### [PROBLEM STATEMENT]
Return, without changing a character, every line from the one containing "Reviewer note: confirm that every instance of the building" through the last line of the items below.

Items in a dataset
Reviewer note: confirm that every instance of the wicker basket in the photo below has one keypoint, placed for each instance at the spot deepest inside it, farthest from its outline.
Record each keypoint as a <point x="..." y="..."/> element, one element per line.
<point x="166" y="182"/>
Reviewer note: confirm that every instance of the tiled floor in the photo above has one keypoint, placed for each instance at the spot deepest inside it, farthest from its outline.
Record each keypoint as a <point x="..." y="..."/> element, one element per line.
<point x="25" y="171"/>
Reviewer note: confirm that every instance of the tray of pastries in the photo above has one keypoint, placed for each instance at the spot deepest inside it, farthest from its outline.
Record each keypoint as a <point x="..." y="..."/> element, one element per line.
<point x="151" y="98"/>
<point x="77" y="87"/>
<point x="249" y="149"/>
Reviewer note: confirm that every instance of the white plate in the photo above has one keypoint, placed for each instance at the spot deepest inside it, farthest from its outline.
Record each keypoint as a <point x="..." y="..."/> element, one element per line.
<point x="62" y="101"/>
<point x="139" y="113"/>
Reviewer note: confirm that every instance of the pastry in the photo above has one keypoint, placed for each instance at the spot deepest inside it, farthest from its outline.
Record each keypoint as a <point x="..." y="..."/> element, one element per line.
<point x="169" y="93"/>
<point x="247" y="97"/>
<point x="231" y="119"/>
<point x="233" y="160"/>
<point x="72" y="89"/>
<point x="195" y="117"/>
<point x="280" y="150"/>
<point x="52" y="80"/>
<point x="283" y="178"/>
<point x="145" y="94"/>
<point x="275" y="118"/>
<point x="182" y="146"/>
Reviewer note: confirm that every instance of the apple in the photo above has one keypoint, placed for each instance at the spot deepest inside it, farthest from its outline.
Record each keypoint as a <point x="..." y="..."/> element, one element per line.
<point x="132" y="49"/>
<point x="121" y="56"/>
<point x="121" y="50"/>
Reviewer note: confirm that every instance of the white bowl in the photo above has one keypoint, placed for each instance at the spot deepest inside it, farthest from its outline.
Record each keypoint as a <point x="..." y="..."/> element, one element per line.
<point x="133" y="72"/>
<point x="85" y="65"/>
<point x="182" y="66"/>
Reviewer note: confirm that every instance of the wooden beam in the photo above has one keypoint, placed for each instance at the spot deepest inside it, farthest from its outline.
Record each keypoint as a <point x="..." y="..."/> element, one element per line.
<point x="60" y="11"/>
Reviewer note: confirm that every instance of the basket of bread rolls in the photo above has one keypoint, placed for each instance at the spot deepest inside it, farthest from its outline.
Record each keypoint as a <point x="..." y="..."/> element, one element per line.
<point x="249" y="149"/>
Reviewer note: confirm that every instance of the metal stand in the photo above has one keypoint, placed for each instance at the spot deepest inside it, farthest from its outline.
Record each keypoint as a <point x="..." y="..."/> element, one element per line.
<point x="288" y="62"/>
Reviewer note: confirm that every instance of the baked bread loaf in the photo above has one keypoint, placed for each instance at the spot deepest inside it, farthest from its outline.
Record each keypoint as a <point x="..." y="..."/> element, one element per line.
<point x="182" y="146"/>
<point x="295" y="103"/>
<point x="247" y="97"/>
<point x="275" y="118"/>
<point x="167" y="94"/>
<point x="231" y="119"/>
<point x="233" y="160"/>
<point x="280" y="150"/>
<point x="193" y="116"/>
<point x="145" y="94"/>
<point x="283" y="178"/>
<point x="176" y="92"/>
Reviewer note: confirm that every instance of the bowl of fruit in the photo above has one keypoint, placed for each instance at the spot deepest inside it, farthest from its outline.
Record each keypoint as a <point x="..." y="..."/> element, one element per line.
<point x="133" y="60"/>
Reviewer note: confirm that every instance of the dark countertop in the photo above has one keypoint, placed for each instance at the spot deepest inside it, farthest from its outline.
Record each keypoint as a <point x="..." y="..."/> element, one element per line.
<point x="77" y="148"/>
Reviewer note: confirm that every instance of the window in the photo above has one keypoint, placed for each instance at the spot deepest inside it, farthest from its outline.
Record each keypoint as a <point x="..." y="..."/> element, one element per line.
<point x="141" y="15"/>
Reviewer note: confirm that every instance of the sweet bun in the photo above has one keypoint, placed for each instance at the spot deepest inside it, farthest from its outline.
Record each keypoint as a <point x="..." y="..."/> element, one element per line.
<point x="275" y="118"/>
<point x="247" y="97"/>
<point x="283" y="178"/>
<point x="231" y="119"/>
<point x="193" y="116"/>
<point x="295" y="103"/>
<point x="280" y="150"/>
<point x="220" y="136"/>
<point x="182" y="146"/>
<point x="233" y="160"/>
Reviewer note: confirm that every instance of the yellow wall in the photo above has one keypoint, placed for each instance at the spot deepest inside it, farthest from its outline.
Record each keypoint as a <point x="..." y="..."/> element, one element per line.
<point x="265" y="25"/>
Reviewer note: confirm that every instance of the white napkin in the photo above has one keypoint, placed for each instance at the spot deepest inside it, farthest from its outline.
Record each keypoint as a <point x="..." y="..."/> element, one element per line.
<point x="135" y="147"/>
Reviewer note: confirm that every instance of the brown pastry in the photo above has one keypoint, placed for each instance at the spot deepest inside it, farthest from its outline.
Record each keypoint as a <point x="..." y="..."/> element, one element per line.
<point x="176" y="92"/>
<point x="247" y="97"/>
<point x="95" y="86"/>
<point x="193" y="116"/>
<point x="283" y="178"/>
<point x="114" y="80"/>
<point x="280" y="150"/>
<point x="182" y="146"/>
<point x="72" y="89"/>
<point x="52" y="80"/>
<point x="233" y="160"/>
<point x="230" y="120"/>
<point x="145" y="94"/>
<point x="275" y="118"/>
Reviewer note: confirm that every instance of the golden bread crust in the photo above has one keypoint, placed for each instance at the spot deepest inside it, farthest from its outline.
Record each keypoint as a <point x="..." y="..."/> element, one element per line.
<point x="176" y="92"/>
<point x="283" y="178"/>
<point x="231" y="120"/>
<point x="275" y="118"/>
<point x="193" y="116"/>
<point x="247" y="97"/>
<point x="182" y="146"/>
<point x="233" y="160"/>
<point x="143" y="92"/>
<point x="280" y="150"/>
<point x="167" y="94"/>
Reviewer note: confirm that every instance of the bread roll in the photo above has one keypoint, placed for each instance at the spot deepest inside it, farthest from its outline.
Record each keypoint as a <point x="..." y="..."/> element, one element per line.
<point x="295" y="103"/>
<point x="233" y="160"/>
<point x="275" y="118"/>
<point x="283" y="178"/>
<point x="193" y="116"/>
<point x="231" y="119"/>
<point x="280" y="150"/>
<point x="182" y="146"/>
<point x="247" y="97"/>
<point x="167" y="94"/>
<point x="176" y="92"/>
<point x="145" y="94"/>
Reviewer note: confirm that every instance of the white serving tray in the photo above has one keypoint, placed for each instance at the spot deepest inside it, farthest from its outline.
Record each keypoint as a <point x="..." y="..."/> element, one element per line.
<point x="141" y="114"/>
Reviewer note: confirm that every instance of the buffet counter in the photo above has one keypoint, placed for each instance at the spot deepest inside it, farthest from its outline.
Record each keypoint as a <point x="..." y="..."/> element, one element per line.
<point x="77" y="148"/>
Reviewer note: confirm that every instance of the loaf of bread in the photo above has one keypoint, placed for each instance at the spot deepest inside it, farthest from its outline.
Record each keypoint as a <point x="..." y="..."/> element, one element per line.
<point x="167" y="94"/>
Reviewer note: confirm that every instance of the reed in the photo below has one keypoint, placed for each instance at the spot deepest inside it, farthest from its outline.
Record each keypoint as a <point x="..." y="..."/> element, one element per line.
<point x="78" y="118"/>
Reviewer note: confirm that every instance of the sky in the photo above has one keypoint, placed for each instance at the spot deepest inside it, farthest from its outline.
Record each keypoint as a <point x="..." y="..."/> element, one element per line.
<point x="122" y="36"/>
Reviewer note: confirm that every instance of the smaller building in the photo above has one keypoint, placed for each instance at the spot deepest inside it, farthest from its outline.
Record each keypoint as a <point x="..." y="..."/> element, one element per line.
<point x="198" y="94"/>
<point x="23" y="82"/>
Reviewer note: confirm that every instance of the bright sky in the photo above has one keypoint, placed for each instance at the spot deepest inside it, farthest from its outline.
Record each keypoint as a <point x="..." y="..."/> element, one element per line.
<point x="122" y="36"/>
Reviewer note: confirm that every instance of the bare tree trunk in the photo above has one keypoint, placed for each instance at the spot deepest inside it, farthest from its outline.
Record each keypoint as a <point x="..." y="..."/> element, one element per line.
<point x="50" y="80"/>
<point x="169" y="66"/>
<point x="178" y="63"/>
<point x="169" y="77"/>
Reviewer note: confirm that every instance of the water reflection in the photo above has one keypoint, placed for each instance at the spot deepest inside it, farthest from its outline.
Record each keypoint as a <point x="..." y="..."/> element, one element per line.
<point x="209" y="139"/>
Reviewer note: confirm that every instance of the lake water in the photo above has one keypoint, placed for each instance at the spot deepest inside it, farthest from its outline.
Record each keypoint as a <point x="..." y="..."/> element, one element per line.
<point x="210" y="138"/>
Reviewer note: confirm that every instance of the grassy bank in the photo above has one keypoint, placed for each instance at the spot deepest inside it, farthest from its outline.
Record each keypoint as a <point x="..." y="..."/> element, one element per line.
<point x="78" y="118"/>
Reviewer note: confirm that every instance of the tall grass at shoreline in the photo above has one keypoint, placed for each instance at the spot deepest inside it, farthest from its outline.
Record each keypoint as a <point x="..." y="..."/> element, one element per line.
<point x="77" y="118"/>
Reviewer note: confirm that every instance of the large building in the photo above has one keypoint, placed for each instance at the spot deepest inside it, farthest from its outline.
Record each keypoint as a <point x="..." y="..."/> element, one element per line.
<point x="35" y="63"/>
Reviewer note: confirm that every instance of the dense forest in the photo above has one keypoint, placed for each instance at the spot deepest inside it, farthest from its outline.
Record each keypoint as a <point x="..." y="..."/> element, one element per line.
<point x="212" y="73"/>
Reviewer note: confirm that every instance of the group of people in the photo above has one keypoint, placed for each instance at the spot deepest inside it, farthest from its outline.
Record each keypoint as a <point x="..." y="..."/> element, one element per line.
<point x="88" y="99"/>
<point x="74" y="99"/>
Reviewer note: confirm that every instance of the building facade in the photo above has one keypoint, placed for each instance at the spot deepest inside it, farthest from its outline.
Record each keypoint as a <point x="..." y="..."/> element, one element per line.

### [ANSWER TO THIS EXERCISE]
Reviewer note: confirm that every instance of the building facade in the photo above has one keypoint, placed for each instance at the spot deepest inside it, farthest from its outline.
Record each keypoint as a <point x="..." y="..."/> element, one element per line.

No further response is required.